### EXCERPT:
---------------
Taliban telah memecahkan rekod iraq dengan membunuh lebih ramai tentera Amerika di Afganistan. nampaknya mimpi ngeri tentera Soviet Rusia hadir dalam tidur tentera NATO. sila rujuk news di bawah.
KABUL, Afghanistan — Militants killed more U.S. and NATO troops in Afghanistan in June than in Iraq for the second straight month.
While the trend is in part due to falling violence in Iraq, it also reflects rising violence in Afghanistan and the Taliban's growing strength.
The fundamentalist militia in June staged a sophisticated jailbreak that freed 886 prisoners, then briefly infiltrated a strategic valley outside Kandahar.
Last week, a Pentagon report forecast the Taliban would maintain or increase their pace of attacks, which are already up 40 percent this year from 2007 where U.S. troops operate along the Pakistan border.
At least 45 international troops — including at least 27 U.S. forces and 13 British — died in Afghanistan in June, the deadliest month since the 2001 U.S.-led invasion to oust the Taliban, according to an Associated Press count.
In Iraq, at least 31 international soldiers died in June: 29 U.S. troops and one each from the former Soviet republics of Georgia and Azerbaijan. There are 144,000 U.S. troops in Iraq and 4,000 British forces in addition to small contingents from several other nations.
The 40-nation international coalition is much broader in Afghanistan, where only about half of the 65,000 international troops are American.
Taliban attacks are becoming increasingly complex, and in June, increasingly deadly.
A gun and bomb attack last week in Ghazni province blasted a U.S. Humvee into smoldering ruins and killed three U.S. soldiers and an Afghan interpreter. It was the fourth attack of the month against troops that killed four people. No single attack had killed more than three international troops since August.
---------------
Stored data:
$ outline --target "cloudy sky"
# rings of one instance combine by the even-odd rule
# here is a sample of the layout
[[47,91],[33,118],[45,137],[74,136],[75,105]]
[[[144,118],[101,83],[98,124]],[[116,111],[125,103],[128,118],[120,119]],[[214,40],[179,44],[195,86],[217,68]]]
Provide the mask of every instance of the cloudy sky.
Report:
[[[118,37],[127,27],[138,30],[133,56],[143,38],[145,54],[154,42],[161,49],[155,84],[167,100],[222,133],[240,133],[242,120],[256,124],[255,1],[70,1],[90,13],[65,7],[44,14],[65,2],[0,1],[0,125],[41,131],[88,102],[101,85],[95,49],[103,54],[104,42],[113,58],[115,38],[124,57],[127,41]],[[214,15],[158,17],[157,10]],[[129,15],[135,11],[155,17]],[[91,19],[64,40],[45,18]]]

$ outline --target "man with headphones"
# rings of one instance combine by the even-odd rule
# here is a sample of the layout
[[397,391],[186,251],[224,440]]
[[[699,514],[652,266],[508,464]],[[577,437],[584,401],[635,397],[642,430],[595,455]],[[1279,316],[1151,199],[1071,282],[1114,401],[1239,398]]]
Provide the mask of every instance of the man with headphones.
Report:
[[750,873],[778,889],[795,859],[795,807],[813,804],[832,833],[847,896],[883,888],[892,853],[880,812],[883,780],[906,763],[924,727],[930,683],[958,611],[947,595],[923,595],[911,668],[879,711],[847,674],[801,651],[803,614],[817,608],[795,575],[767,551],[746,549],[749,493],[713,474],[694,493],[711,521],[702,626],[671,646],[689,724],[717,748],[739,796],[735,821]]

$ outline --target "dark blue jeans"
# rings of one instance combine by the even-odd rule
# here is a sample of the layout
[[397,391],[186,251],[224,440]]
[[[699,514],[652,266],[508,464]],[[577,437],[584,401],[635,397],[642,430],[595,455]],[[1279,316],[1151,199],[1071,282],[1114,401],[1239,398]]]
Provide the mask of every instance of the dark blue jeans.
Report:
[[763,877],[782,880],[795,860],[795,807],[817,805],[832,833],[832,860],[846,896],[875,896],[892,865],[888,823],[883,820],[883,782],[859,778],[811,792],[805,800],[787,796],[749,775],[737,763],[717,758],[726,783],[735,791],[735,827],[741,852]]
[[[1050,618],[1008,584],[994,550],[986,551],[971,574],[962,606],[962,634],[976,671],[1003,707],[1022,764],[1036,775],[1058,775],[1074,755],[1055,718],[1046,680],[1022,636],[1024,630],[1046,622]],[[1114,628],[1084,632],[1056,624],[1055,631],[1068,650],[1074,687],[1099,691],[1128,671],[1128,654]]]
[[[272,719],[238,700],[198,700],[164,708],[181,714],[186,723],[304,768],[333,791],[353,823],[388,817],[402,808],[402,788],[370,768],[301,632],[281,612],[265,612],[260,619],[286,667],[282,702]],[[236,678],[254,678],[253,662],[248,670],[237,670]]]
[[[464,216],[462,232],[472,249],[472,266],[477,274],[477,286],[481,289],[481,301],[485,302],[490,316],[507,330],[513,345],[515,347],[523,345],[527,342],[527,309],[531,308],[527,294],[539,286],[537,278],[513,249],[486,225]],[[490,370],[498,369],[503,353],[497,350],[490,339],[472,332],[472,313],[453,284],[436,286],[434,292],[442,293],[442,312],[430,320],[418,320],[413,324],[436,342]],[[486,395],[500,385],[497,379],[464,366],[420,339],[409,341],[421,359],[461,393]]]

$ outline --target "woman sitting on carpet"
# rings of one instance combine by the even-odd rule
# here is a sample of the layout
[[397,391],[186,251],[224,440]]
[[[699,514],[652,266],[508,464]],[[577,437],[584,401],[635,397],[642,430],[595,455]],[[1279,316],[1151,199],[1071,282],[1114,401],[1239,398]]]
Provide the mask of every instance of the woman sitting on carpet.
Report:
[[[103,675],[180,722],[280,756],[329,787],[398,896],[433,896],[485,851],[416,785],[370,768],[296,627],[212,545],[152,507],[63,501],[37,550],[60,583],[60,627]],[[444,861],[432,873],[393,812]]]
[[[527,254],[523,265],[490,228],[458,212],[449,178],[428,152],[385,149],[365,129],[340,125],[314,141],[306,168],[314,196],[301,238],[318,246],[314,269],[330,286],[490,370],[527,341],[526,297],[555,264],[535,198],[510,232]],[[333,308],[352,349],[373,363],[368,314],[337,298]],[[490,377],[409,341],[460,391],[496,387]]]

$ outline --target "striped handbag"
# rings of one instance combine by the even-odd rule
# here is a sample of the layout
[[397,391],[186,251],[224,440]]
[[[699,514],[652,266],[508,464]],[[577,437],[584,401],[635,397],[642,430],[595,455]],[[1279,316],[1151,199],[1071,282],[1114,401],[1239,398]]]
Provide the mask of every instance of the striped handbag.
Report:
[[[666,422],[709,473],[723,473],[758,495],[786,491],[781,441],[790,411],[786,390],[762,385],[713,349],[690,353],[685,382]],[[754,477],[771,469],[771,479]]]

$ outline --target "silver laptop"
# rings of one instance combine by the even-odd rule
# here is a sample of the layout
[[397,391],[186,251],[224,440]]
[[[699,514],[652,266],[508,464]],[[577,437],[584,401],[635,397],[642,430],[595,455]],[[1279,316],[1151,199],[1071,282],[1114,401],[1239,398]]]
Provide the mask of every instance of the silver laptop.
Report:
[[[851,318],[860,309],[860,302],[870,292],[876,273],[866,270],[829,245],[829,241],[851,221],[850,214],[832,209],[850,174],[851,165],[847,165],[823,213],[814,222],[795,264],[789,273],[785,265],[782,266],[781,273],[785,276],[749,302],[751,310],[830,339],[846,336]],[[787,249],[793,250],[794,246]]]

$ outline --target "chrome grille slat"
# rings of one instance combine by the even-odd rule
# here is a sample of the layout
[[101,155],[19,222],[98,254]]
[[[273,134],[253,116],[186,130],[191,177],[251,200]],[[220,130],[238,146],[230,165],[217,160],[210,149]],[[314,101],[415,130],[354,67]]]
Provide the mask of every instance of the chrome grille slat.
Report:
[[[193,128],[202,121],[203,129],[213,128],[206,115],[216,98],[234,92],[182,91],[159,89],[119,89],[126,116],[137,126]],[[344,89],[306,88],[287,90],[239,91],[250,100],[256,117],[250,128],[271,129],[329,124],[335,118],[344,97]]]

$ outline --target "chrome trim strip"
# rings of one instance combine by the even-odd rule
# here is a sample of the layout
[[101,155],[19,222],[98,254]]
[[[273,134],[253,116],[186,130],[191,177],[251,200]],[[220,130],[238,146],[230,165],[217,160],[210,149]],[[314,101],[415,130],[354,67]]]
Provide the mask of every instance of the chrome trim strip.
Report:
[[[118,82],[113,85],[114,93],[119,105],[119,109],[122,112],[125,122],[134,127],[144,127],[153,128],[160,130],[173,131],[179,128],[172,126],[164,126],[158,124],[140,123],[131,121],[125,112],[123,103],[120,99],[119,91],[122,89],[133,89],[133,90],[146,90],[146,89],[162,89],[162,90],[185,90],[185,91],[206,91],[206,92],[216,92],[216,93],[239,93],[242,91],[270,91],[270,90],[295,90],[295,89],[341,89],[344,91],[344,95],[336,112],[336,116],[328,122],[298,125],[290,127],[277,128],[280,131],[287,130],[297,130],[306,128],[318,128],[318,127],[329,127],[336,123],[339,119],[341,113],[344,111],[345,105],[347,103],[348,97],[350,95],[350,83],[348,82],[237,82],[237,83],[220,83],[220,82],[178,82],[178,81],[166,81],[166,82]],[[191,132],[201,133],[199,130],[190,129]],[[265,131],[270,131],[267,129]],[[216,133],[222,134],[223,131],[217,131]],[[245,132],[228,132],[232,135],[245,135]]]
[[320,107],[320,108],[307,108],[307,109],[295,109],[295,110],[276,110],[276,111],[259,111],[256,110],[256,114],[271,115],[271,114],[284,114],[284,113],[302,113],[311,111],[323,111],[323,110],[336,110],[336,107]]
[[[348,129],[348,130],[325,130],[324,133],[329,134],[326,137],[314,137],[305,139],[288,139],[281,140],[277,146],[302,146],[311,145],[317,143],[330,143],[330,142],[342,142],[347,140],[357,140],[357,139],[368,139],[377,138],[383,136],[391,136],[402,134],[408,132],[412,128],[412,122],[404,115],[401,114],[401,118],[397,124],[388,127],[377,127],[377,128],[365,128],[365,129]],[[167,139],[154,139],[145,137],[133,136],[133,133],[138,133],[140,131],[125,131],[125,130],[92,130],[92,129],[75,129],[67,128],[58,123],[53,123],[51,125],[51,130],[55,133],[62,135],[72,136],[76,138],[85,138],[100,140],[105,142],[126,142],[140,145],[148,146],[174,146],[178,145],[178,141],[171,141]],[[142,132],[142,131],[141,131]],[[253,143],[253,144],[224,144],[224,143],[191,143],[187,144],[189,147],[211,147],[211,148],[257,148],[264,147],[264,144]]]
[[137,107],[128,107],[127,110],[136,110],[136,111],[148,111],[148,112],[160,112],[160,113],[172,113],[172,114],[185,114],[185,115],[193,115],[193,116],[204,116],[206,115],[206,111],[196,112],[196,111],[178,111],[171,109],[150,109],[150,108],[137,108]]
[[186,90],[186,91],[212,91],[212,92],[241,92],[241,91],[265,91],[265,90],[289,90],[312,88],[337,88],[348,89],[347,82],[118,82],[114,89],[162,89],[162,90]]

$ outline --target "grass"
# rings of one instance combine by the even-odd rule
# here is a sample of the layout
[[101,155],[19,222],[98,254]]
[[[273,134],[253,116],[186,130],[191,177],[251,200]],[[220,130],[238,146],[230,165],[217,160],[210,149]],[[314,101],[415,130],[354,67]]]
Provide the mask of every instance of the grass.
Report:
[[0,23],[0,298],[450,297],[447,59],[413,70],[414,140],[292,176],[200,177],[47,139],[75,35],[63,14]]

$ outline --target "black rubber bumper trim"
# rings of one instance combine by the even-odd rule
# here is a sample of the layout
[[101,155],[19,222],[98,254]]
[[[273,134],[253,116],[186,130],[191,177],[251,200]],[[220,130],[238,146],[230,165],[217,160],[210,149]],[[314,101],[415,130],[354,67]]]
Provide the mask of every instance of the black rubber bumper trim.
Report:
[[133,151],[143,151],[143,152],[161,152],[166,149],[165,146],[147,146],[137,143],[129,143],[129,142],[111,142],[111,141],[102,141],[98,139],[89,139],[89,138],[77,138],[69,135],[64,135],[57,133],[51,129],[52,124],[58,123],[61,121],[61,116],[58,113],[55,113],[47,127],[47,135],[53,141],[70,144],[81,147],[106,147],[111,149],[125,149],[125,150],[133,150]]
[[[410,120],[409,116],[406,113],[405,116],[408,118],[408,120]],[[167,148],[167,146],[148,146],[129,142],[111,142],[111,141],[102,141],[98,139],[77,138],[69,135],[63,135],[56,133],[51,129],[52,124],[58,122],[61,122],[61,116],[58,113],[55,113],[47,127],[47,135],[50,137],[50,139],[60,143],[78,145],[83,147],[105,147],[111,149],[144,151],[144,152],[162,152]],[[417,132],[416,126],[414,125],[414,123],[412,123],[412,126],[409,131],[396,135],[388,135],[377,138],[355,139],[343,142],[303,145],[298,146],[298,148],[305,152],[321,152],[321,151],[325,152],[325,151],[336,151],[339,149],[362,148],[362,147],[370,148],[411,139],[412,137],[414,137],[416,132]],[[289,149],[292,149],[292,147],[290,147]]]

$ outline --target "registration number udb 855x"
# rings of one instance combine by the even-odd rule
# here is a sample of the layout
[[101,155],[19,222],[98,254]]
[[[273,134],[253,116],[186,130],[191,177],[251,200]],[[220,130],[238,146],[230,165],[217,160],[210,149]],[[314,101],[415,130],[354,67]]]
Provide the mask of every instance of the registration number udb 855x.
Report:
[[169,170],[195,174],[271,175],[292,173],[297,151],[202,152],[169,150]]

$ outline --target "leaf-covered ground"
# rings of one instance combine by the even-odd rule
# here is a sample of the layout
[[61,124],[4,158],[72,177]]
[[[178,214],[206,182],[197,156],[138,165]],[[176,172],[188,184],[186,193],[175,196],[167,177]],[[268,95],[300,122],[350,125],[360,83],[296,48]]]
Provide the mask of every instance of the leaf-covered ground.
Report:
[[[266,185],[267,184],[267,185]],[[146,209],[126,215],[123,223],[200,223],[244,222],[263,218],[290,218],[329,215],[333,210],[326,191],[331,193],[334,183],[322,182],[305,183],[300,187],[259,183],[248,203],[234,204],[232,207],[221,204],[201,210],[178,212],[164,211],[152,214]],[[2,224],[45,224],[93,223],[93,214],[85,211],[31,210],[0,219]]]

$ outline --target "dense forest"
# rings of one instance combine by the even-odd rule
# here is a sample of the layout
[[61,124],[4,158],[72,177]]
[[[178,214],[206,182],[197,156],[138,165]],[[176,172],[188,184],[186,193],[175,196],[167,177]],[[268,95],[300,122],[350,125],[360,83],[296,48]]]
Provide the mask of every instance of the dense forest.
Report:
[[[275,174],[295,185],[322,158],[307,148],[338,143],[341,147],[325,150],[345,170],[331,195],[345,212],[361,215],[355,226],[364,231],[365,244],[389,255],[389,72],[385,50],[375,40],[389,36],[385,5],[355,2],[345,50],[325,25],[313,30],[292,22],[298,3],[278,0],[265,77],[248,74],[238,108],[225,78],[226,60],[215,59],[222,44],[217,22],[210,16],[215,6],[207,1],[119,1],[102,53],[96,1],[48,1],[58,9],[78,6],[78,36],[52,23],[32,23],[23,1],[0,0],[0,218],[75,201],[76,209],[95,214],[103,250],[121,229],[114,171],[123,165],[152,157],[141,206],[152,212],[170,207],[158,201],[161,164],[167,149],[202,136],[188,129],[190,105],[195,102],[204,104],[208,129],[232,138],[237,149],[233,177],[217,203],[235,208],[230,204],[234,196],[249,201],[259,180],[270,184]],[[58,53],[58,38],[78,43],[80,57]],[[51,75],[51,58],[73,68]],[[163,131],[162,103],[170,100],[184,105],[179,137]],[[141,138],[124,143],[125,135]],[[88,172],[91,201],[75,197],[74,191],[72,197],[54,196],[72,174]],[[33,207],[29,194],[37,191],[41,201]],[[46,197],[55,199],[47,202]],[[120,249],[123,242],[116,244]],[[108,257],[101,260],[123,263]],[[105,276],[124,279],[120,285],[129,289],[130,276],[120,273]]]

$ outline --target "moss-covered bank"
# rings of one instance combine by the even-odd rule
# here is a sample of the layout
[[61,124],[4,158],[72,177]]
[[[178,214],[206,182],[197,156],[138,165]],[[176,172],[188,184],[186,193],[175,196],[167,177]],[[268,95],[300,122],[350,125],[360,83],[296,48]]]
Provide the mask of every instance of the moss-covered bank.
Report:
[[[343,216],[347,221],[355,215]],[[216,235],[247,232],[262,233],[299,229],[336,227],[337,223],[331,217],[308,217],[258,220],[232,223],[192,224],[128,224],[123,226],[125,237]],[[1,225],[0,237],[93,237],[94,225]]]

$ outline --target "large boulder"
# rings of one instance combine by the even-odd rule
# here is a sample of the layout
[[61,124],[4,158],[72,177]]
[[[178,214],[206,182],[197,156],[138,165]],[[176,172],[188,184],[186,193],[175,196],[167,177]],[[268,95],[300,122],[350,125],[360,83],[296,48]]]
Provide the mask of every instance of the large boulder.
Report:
---------------
### EXPLORE THE MATERIAL:
**a)** Copy the Afghanistan report word for word from "The 40-nation international" to "June, increasingly deadly.".
**b)** According to the Afghanistan report, why did militants kill more U.S. and NATO troops in Afghanistan than in Iraq in June? Answer in one to three sentences.
The records have nothing to do with the Afghanistan report.

### RESPONSES BY TASK:
**a)**
The 40-nation international coalition is much broader in Afghanistan, where only about half of the 65,000 international troops are American.
Taliban attacks are becoming increasingly complex, and in June, increasingly deadly.

**b)** The report says this is partly because violence in Iraq is falling. It also reflects rising violence in Afghanistan and the Taliban's growing strength.